**Задание A**.
Ответьте по главе о GE после 11 сентября:
(i) На сколько процентов выросли доходы GE за третий квартал по сравнению с тем же периодом прошлого года?
(ii) Каким был доход Enron в 2000 г.?
(iii) Кто владелец газеты The New York Daily News?
**Задание B**.
Назовите всех людей, которые упомянуты по имени в главе о GE после 11 сентября.
**Задание C**.
Подхватите главу о GE после 11 сентября и продолжите ее с последнего предложения.

**Исходный документ**.
═══

Глава 2 Лидеры учатся каждый день

В месяцы, последовавшие за 11 сентября, трудно было не чувствовать себя растерянным – словно могло произойти все что угодно. В памяти всплывает передовица The New York Daily News от октября 2001 г. «Для города и нации события 11 сентября были апокалиптическими, – начиналась статья, – для General Electric они, по-видимому, были удобным моментом, чтобы отвлечь от себя внимание». Далее газета обвиняла GE в том, что она использовала эту национальную катастрофу как возможность для переговоров с Агентством по охране окружающей среды, «пока взоры общества были обращены в другую сторону». Якобы мы хотели «ускользнуть» от обязательств по очистке загрязненной реки Гудзон.

Возможно, я просто устал, но эта статья взбесила меня, и я обратился к владельцу газеты, инвестору в недвижимость Морту Цукерману. Я написал, что было полным безумием намекать, что GE, которая на протяжении 80 с лишним лет тесно сотрудничала с американскими военными в создании реактивных двигателей для обеспечения безопасности Америки, будет использовать убийство 2997 американцев как рычаг в переговорах. Это был не последний раз, когда я не верил своим глазам.

11 октября 2001 г., спустя месяц после терактов, GE отчиталась о доходах за третий квартал. К счастью, они выросли на 3 % по сравнению с тем же периодом прошлого года. Были и другие хорошие новости: в то время как рынок в целом вырос примерно на 11 % с момента достижения дна тремя неделями ранее, акции GE выросли примерно на 29 %.

Но как только я подумал, что могу перевести дух, мир узнал, что доходы Enron были фикцией. В 2000 г. техасская энергетическая корпорация была мировым лидером в области производства электроэнергии, природного газа и других сопутствующих товаров и услуг с доходом $111 млрд. Теперь, всего год спустя, сложная, запутанная финансовая отчетность и неэтичное искажение доходов привели Enron к краху, послав сейсмические волны по всему корпоративному миру, и особенно сильные – в сторону GE Capital.

Ваша компания пользуется доверием ровно до тех пор, пока его заслуживает. Когда генеральный директор Enron Джеффри Скиллинг выступил перед конгрессом и сравнил Enron с GE, я понял, что у нас проблемы. Хотя GE не была виновна в финансовом мошенничестве, в котором обвинялся Enron, этот скандал выставил на обозрение сложность некоторых наших активов. Наблюдатели призывали к повышению корпоративной прозрачности. Мне нужно было действовать быстро, чтобы привести GE в соответствие новым нормам.

В январе 2002 г. я смотрел телевизор в гримерке CNN, ожидая интервью по поводу только что объявленных доходов GE за четвертый квартал. Я наблюдал, как ведущие CNN допрашивали предыдущего гостя, Джозефа Берардино, генерального директора Arthur Andersen, одной из бухгалтерских фирм «большой пятерки». Всю свою жизнь я слышал, что к Arthur Andersen относились исключительно с уважением. Но когда выяснилось, что фирма уничтожила документы, касающиеся аудиторских проверок Enron, это стало большим позором. Через несколько месяцев Arthur Andersen откажется от лицензии на работу в качестве публичной бухгалтерской и аудиторской компании. Это было беспрецедентно.

═══

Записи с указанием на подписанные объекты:
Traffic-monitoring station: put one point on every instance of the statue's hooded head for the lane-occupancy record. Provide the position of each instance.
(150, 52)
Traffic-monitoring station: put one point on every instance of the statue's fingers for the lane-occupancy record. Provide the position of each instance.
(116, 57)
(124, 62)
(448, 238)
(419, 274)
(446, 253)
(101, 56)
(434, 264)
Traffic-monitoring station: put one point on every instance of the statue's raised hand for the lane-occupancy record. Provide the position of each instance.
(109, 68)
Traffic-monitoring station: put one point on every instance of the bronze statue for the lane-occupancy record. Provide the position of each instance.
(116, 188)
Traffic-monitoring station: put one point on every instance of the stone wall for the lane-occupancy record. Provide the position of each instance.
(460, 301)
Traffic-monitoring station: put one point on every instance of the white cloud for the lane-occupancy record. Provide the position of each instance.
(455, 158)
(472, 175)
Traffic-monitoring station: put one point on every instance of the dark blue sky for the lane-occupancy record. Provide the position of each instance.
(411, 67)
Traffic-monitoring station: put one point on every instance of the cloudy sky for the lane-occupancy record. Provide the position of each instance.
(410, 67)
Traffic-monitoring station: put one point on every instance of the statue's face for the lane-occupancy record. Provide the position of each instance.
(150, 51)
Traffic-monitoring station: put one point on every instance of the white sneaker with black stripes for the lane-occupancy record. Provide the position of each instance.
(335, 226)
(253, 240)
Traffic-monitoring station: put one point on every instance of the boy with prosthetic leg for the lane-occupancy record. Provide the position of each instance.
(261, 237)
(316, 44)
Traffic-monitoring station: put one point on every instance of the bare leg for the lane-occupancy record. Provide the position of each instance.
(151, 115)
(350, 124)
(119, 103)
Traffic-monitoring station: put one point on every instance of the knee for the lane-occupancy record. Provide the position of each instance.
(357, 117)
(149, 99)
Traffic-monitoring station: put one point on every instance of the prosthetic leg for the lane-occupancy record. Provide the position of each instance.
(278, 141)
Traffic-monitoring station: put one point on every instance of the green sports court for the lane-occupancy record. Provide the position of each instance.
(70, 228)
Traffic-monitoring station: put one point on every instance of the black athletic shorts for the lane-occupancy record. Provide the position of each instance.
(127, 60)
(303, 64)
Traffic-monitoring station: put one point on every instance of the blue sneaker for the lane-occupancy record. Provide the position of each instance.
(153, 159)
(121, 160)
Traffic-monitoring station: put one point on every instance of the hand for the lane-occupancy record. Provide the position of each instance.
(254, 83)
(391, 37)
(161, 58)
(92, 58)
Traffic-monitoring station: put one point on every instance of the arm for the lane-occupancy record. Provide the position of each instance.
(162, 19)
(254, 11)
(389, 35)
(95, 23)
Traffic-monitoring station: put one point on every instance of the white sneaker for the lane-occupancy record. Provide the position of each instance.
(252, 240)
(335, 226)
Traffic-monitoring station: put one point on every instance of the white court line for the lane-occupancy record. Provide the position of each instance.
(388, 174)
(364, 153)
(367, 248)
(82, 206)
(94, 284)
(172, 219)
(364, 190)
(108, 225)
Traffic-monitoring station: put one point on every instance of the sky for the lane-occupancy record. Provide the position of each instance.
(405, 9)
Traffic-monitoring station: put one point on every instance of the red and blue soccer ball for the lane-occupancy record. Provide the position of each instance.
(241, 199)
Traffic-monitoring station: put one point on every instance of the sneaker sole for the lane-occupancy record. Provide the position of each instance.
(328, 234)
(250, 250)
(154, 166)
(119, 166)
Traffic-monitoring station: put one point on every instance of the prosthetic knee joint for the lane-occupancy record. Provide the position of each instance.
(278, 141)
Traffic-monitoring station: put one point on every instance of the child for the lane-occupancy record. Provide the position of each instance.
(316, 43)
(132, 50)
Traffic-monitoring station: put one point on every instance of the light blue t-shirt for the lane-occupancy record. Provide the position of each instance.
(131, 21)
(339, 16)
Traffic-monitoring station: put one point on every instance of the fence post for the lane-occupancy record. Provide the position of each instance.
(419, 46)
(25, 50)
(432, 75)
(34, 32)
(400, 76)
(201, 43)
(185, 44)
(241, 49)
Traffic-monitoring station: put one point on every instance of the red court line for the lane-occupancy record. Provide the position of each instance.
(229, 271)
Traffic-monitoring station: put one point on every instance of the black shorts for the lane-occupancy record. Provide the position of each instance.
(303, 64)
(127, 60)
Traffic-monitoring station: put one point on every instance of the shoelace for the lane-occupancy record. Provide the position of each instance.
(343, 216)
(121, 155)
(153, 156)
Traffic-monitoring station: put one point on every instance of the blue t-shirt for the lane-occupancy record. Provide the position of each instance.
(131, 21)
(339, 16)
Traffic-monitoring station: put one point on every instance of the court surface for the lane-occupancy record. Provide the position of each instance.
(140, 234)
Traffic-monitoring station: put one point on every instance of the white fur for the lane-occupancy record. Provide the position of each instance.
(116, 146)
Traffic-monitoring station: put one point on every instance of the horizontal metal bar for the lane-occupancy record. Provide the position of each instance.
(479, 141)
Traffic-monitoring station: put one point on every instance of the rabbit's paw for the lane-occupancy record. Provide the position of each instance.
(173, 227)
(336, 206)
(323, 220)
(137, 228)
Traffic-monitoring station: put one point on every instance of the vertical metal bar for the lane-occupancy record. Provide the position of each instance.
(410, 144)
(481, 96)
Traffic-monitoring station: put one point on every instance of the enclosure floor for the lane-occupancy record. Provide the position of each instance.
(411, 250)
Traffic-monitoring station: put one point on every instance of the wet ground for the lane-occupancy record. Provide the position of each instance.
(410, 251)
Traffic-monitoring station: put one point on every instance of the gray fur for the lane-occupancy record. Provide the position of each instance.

═══

**Ответ A**.
(i) На 3 %.
(ii) $111 млрд.
(iii) Инвестор в недвижимость Морт Цукерман.

**Ответ B**.
Морт Цукерман, Джеффри Скиллинг, Джозеф Берардино.

**Ответ C**.
Месяц спустя, в феврале 2002 г., правление GE собралось в Солт-Лейк-Сити во время зимних Олимпийских игр. Скандал с Enron заставил нас вместе рассмотреть баланс GE Capital под микроскопом. На этой встрече я впервые осознал, сколько еще необходимо сделать нашему совету директоров и высшему руководству, чтобы полностью вникнуть в мельчайшие детали работы GE Capital.

Мы также проанализировали многие из наших скрытых финансовых инструментов, в том числе проектные компании, или SPV[6], некорректное использование которых лежало в основе нарушений Enron. У нас их было много, и, хотя мы использовали их правильно, стало понятно, что пора сократить их количество. Я помню, как во время этого двенадцатичасового мозгового штурма я взглянул на Шелли Лазарус, великого гуру маркетинга, только что вошедшую в совет директоров GE. На ее лице я прочитал немой вопрос: «Во что я ввязалась?» В какой-то степени я мог подписаться под ним.

Крах Enron в большей степени, чем события 11 сентября или лопнувший пузырь доткомов[7], изменил бизнес GE навсегда. До Enron ни аналитики, ни инвесторы никогда не спрашивали нас, как работает GE Capital. А потом все изменилось в одночасье – и мы приняли вызов.

В первой половине 2002 г. мы пригласили в совет GE Боба Свирингу, бывшего члена Комиссии по стандартам финансового учета. Мы попросили давнего директора GE Дугласа «Сэнди» Уорнера, бывшего председателя совета директоров J. P. Morgan & Co., возглавить наш комитет по аудиту (и штатные аудиторы начали подчиняться непосредственно совету директоров). Впервые мы начали требовать от членов совета директоров посещать несколько предприятий GE каждый год без меня или какого-либо другого должностного лица корпорации. Целью было обеспечение прозрачности деятельности между членами совета директоров и руководителями подразделений. Наконец, мы учредили «комитет по раскрытию информации» из 15 человек, который должен был одобрять все публичные заявления инвесторов. К тому времени, когда летом 2002 г. вступил в силу закон Сарбейнза – Оксли, реформировавший правила, определяющие, какие данные публичные компании должны представлять инвесторам, эта практика уже применялась в GE, и мы ни разу не изменили ей.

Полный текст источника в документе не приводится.